- TEXTO DE LEITURA
'''

Um
amigo que não se deixa ver mas de quem gosto, pese embora seja às vezes mais
agreste do que a conta. Há quem ache sinistro o seu uivo quando vem zangado,
mas a mim nunca me meteu medo. Nos serões à lareira, ouvi-lo rugir lá no alto do
côncavo chapéu de telhas da chaminé da nossa cozinha, era para mim a bendita
glória. Indiferente à fúria com que ele embatia lá em cima nas tijoleiras em vê,
o lume de lenha crepitava sossegadamente oferecendo o seu calor e conforto a
toda a nossa família instalada à sua volta. Em vez de termos medo, o estrondo da
invernia fazia com que nos sentíssemos ali em segurança e abrigados. Hoje, a
muitas décadas de distância, rodeado de conforto e de mordomias que à época não
existiam, sinto infinitas saudades de coisas tão simples como aqueles longos serões
de inverno em redor do lume onde a minha mãe preparava a ceia depois do seu dia
de árduo trabalho no campo.

'''

[Dados de origem]
'''

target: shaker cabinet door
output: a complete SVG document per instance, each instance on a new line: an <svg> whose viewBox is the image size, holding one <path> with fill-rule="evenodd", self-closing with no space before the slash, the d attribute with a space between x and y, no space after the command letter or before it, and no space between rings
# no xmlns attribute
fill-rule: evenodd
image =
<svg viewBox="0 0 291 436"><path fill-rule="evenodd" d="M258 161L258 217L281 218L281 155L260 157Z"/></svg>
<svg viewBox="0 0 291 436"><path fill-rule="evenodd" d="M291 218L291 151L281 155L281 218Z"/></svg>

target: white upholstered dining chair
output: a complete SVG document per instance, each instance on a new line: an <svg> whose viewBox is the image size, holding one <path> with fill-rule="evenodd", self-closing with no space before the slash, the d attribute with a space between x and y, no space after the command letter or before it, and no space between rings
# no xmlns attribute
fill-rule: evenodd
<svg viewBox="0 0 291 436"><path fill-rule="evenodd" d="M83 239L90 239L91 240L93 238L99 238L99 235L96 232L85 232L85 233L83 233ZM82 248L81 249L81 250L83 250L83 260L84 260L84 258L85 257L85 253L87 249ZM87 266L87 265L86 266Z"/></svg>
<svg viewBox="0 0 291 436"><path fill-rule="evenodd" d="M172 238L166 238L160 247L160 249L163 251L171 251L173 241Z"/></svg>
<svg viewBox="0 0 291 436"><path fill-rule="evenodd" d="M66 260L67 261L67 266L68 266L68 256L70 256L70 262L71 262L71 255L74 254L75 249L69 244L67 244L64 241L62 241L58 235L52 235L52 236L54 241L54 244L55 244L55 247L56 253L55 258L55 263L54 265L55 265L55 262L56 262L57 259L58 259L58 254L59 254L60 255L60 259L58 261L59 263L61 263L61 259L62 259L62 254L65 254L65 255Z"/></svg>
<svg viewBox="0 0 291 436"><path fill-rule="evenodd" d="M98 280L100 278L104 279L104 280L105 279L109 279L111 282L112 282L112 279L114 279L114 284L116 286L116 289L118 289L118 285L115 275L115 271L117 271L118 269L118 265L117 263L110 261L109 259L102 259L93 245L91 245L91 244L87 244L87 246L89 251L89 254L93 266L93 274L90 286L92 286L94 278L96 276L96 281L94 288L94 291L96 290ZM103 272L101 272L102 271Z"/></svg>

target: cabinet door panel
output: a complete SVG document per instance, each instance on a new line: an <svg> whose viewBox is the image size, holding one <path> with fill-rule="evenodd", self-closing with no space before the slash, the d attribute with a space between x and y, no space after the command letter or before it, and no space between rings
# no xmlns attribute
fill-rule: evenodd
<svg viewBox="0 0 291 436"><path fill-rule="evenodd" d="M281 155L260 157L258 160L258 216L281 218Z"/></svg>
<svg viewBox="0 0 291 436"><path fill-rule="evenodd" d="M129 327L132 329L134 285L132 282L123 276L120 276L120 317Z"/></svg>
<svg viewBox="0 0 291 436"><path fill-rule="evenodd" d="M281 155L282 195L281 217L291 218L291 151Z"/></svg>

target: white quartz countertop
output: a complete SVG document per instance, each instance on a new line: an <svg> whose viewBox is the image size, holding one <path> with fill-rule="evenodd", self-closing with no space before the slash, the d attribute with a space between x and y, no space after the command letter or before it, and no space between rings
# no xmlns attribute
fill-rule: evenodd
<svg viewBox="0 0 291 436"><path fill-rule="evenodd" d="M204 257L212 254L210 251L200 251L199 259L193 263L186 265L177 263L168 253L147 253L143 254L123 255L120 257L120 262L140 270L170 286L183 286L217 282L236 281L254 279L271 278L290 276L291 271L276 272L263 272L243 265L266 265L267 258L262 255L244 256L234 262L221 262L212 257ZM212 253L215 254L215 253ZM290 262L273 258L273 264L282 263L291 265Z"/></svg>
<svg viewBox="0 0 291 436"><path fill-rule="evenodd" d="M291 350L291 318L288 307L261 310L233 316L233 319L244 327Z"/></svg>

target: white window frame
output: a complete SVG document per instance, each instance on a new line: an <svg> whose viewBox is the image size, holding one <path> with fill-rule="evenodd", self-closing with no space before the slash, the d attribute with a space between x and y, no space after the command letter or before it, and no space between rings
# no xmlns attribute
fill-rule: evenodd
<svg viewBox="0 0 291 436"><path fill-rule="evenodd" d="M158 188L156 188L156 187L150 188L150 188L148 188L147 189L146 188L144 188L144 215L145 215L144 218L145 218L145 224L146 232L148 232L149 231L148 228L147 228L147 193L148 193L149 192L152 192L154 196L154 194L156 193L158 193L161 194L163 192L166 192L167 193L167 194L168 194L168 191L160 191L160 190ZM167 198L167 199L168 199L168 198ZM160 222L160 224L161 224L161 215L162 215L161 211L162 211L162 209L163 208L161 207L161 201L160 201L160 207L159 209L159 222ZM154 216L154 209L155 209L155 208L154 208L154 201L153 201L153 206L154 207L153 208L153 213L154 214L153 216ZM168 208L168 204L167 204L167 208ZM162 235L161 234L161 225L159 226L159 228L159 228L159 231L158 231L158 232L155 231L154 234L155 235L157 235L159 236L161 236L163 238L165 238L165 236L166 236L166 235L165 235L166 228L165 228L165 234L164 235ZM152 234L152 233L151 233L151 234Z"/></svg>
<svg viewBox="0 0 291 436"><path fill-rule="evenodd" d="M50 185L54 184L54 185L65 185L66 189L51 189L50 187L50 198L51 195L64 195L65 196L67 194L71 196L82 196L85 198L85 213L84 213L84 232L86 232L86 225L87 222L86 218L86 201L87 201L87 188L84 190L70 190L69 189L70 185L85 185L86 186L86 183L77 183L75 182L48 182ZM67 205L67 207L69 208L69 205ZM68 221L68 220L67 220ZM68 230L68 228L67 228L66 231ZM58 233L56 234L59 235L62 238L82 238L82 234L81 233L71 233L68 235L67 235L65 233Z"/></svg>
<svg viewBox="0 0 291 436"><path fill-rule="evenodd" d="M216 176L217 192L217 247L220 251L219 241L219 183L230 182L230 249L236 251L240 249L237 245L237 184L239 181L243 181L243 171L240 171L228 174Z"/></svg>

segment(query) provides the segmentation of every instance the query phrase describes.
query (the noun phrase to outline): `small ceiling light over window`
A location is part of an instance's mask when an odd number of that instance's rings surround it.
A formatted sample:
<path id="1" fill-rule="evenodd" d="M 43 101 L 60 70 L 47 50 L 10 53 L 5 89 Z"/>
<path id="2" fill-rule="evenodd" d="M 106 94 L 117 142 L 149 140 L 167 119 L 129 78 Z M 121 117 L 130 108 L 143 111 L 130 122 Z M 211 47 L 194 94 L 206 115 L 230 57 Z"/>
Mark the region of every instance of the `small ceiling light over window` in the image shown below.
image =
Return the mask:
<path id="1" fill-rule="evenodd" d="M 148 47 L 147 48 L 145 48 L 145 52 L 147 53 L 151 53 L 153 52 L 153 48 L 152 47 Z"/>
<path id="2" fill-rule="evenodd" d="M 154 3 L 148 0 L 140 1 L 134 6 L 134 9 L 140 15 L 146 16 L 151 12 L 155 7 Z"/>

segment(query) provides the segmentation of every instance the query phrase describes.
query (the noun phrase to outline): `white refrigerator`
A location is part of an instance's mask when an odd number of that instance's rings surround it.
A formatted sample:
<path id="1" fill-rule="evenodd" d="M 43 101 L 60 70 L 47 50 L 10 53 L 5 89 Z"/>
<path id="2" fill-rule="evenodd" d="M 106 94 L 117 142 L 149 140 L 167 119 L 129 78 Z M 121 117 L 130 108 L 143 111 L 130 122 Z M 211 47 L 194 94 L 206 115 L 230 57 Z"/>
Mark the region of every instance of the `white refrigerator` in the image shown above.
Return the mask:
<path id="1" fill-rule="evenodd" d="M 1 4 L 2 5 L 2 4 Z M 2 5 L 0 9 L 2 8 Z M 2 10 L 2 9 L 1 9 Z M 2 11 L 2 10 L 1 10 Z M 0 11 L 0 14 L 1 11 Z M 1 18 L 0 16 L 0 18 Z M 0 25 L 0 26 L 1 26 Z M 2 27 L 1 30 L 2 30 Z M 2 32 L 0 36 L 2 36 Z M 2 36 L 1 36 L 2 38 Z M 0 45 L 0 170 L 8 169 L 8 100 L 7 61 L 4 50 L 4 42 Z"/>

'''

- INSTRUÇÃO ESCRITA 1
Indique as quatro palavras do texto de leitura que designam ou descrevem sons: três referentes ao vento e à invernia e uma referente ao lume.
- INSTRUÇÃO ESCRITA 2
Diga se cada afirmação concorda com o texto de leitura, citando as palavras decisivas: (a) O uivo do vento metia medo ao narrador. (b) O lume da lareira era de lenha. (c) A mãe preparava a ceia depois de um dia de trabalho no campo.
- INSTRUÇÃO ESCRITA 3
Segundo o texto de leitura, em que lugar se ouvia o vento rugir durante os serões à lareira?

- RESPOSTA DO EXERCÍCIO 1
Vento e invernia: "uivo", "rugir", "estrondo". Lume: "crepitava".

- RESPOSTA DO EXERCÍCIO 2
(a) Não: "mas a mim nunca me meteu medo".
(b) Sim: "o lume de lenha crepitava sossegadamente".
(c) Sim: "a minha mãe preparava a ceia depois do seu dia de árduo trabalho no campo".

- RESPOSTA DO EXERCÍCIO 3
Lá no alto do côncavo chapéu de telhas da chaminé da cozinha.